● **Data extract**
☆ ☆ ☆ ☆
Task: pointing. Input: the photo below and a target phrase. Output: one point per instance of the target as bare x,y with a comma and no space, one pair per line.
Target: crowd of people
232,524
☆ ☆ ☆ ☆
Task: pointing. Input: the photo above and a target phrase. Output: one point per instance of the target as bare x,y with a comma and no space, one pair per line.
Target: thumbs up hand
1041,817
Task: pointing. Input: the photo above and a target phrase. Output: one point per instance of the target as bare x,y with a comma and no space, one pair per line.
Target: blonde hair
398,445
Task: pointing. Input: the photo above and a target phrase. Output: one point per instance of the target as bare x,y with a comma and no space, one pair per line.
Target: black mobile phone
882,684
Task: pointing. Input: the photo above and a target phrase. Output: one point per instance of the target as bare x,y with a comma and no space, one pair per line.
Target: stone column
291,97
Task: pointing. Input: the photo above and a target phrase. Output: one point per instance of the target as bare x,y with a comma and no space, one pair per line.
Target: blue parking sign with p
☆ ☆ ☆ ☆
In the listing above, locate the line containing "Target: black mobile phone" and the line containing "Target: blue parking sign with p", then transcribe both and every line between them verbatim.

● **Response to this exercise**
Target: black mobile phone
882,684
Task: pointing. Input: the photo above and a target phrase. Output: one point per instance of the target as bare x,y with a comma and no space, one pair per line.
Target: stone column
291,97
Task: pointing. Input: the photo above and a target phrase. Output: one point per instance of the target as bare x,y with a comma and no space, one pair per line.
Target: blue parking sign with p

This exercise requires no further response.